----- Extract to read -----
New Therapeutic Target in Chronic Inflammation
Autoimmune diseases are characterized by an inappropriate response of the immune system that results in chronic inflammation and tissue destruction. Rheumatoid arthritis, inflammatory bowel disease, type-1 diabetes and multiple sclerosis are all autoimmune diseases in which inflammation destroys tissue, although a different tissue is targeted in each case.
One hallmark of inflammation is the recruitment and migration of leukocytes (white blood cells) to the inflamed tissue. This action is modulated by the combined action of certain receptors on the surfaces of leukocytes and of endothelial cells (these are the cells that line the inside of blood vessels). These receptors (analogous to locks) interact with ligands (analogous to keys); when a key finds its way to a lock, cells are triggered to migrate. The receptors studied were α4 integrins and their ligands.
Arthritis Foundation-funded researchers Christiane Kummer, PhD, and Mark H. Ginsberg, MD, PhD, both at University of California San Diego, recently reviewed their research into the role of α4-integrins in chronic inflammation and new approaches to blocking their action.
-----
#### What the task asks:
Resume the article on α4 integrins and chronic inflammation, picking up after its last sentence.
----- Provided data -----
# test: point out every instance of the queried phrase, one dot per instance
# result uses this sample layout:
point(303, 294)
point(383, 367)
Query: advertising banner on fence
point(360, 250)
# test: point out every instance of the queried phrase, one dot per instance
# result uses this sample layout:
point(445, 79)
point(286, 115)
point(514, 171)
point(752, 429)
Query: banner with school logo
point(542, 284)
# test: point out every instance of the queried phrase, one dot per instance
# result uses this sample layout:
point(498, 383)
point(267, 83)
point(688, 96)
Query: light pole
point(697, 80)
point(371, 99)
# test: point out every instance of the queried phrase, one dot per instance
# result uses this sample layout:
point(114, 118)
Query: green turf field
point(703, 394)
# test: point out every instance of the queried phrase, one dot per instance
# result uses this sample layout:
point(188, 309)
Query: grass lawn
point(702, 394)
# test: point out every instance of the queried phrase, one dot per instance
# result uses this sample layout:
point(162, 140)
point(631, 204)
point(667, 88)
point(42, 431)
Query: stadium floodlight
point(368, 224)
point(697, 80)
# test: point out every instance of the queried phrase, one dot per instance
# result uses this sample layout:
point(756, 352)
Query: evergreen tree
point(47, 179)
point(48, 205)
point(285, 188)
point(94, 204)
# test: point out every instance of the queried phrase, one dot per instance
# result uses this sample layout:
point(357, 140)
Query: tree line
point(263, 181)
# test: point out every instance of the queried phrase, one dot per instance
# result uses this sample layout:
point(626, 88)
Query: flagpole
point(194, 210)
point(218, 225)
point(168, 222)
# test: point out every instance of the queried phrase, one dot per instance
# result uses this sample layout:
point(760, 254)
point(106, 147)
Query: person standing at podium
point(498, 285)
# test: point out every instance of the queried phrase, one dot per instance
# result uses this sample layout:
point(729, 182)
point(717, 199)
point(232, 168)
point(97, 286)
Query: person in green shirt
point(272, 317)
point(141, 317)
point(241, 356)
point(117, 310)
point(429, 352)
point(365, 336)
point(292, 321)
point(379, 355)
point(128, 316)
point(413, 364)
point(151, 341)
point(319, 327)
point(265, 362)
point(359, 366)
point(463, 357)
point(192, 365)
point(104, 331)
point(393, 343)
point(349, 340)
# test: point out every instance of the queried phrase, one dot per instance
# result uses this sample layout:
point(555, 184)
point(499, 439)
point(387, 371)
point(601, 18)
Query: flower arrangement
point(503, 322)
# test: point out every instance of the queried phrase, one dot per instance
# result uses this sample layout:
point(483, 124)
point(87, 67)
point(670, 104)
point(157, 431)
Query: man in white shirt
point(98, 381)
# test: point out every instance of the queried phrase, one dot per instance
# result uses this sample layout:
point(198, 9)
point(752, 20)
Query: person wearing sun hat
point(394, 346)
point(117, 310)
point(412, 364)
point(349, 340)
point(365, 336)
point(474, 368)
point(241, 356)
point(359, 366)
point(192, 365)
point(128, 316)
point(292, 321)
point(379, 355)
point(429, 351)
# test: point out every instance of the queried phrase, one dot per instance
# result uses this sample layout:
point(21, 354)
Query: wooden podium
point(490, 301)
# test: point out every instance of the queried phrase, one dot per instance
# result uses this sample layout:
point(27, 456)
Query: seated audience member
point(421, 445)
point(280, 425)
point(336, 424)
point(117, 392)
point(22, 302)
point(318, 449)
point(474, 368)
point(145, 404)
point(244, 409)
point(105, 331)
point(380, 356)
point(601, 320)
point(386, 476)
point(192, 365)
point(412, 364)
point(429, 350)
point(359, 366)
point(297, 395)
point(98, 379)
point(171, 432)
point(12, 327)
-----
#### Response below:
Because the α4-integrins play an important role in the inflammatory process, they have become a target for treatment of chronic inflammatory disorders. Antibodies that block the α4-integrins showed promise in animal models of asthma, rheumatoid arthritis, inflammatory bowel disease, and type-1 diabetes. Because of the success in treating these animals, humanized versions of the antibodies were developed. To date, approximately 8,000 patients have received natalizumab, an antibody directed against α4-integrins, for the treatment of multiple sclerosis or inflammatory bowel disease. However, side effects, some fatal, have restricted the distribution and use of this drug.
Along with the potential adverse events, antibodies blocking α4-integrins are expensive and require intravenous administration. Rather than blocking all actions of α4-integrins, Drs. Kummer and Ginsberg are researching a method to block only the downstream interaction that regulates leukocyte migration to inflammatory tissue. By blocking a downstream interaction, the other important functions of the integrins will be spared, and fewer side effects are expected.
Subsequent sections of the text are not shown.